__TESTO FORNITO__.
Dante, Ariosto e Tasso nelle pitture dei Nazareni

14 novembre 2011

di Rachele Mannocchi

La più importante testimonianza dell’attività romana dei Nazareni, gruppo di pittori del Romanticismo tedesco, è racchiusa nel Casino Massimo Lancellotti, splendido esempio del gusto antiquario tardo-manierista

Friedrich Overbeck, Italia und Germania

Peter Cornelius, Joseph Anton Kock, Johann Friedrich Overbeck, Philipp Veit, Julius von Carolsfeld. Questi i nomi dei più importanti artisti appartenenti al gruppo dei Nazareni, pittori germanici ottocenteschi,  impegnati a restituire all’equilibrata arte neoclassica una tensione spirituale volta a recuperare l’arte italiana del Quattrocento. Caratterizzati da un linguaggio arcaicizzante, una forte pronuncia del tratto ed un cromatismo crudo fatto di pennellate uniformi, i Nazareni divennero ben presto celebri nella Città eterna e, grazie al direttore dell’Accademia di Francia, ottennero di alloggiare nel monastero di Sant’Isidoro. Il principale luogo di Roma in cui ammirare le loro opere è il Casino Massimo Lancellotti, una piccola gemma architettonica barocca – oggi sede della delegazione dei Francescani di Terrasanta – nascosta tra i palazzi di fine Ottocento nei pressi della Basilica di San Giovanni in Laterano. Qui, le tre sale al pianterreno, accolgono gli affreschi commissionati dal marchese Carlo Massimo nel 1818, secondo un programma iconografico da lui stresso concepito, ispirati ai protagonisti dei maggiori capolavori letterari italiani: La Divina Commedia di Dante, l’Orlando Furioso di Ariosto e la Gerusalemme Liberata del Tasso.

facciata e parco Casino Massimo Lancellotti

All’opera più significativa della nostra letteratura , è dedicata la stanza di Dante. Iniziata da Peter Cornelius, ben presto richiamato in Germania alla corte del principe Ludwig di Baviera, la sala venne affrescata da Philipp Veit, autore del Paradiso nella parte centrale del soffitto, e da Joseph Anton Kock, esperto conoscitore di Dante, che dedicò due pareti all’Inferno e due al Paradiso esaltandone tutta l’efficacia drammatica con una pittura limpida e prodigiosa. Decorata da un solo artista, il pittore Julius Schnorr von Carolsfeld, in quasi cinque anni, la stanza di Ariosto è la più ampia ed uniforme nello stile. L’Orlando Furioso è suddiviso in tre temi, “La battaglia dei pagani contro Carlo Magno”, “La sconfitta dei pagani” e “La vittoria dei cristiani”, ed il cromatismo chiaro e brillante delle figure sul soffitto dona respiro all’intero ambiente. Nonostante la mancanza di esperienza tecnica, il più giovane dei Nazareni mostra un’ispirazione lirica sorprendente, come nella scena di Angelica e Medoro, con la giovane intenta a incidere su un albero il nome dell’innamorato. A Friedrich Overbeck, che volle trarre dal poema lo spunto per esaltare la religiosità medioevale e la rinnovata missione di Roma, si devono quasi tutti gli affreschi ispirati alla Gerusalemme Liberata. Quello più ampio è dedicato a “La preparazione per l’assalto a Gerusalemme”, in cui si scorge il ritratto del Tasso che detta gli avvenimenti ad un giovane inginocchiato, mentre sullo sfondo si notano l’autoritratto dell’artista e il ritratto del marchese Massimo. La stanza fu ultimata dal giovane Joseph Führich, che dovette mitigare il proprio spirito barocco per uniformarsi all’opera di Overbeck.

__COMPITI DA SVOLGERE__.
1. Nell'articolo sui Nazareni, quali sono i nomi degli artisti indicati come i più importanti del gruppo? Elencali tutti.
2. Riprendi l'articolo sui Nazareni subito dopo la sua ultima frase e scrivi come proseguirebbe.
I record qui di seguito provengono da un'altra fonte.

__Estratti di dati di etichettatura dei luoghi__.

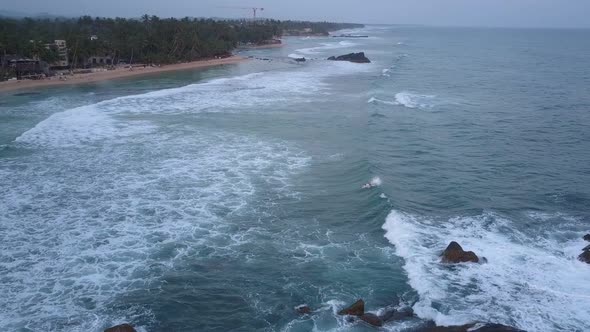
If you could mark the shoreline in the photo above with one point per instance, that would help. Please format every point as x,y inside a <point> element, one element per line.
<point>10,86</point>
<point>260,47</point>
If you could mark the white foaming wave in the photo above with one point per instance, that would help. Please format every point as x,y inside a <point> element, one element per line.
<point>119,217</point>
<point>535,285</point>
<point>99,121</point>
<point>413,100</point>
<point>81,125</point>
<point>295,56</point>
<point>326,47</point>
<point>376,181</point>
<point>374,100</point>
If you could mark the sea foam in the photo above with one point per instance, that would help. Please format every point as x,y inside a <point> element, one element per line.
<point>536,285</point>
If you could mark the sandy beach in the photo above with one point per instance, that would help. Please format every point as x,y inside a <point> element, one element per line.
<point>118,73</point>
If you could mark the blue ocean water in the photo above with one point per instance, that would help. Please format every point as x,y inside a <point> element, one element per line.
<point>219,200</point>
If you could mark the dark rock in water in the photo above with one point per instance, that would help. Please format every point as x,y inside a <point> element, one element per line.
<point>303,309</point>
<point>357,309</point>
<point>394,315</point>
<point>352,57</point>
<point>372,319</point>
<point>470,328</point>
<point>121,328</point>
<point>497,328</point>
<point>585,257</point>
<point>455,254</point>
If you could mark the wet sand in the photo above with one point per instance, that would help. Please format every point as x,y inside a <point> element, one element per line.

__RISULTATI ATTESI__.
1. Peter Cornelius, Joseph Anton Kock, Johann Friedrich Overbeck, Philipp Veit, Julius von Carolsfeld.

2.
Philipp Veit, affresco nella stanza di Dante

Nelle intenzioni del marchese doveva essere decorata anche una quarta stanza, con temi tratti dalle opere del Petrarca, ma non fu mai realizzata; mentre fece affrescare la volta del salone principale con una tecnica a chiaroscuro, che conferisce l’illusione di antichi bassorilievi, collocandovi otto statue di epoca romana esposte in grandi nicchie sulle pareti. Le sculture provengono dalla collezione di Vincenzo Giustiniani, primo proprietario della villa,così come la statua in marmo bianco di Giustiniano posta in fondo al giardino, cara al principe poiché ricorda la discendenza della propria famiglia con quella dell’imperatore.

Per vedere le scene tratte da Dante, Ariosto e Tasso – che impegnarono il gruppo per oltre dieci anni – si formavano lunghe file di ammiratori entusiasti. Le fluenti chiome, i lunghi mantelli e le loro regole monastiche diventarono, nell’immaginario popolare, le fattezze di santi; sono proprio questi gli elementi che conferirono loro l’appellativo di “Nazareni”. Uno stile consacrato alla meditazione religiosa che si riconosce anche nei tratti, nell’aspetto intimo dei compagni raffigurati, pieno di raffinate correlazioni simboliche, tanto estraneo alla natura dei propri committenti. Grazie alla loro opera viene così riesaminato il modo di dipingere e il linguaggio dell’arte sacra, con un’essenzialità di colore e di linee che trova il suo modello di riferimento in Beato Angelico, in Raffaello prima maniera e in alcuni dei maestri di paesi nordici come Van Eyck e Durer.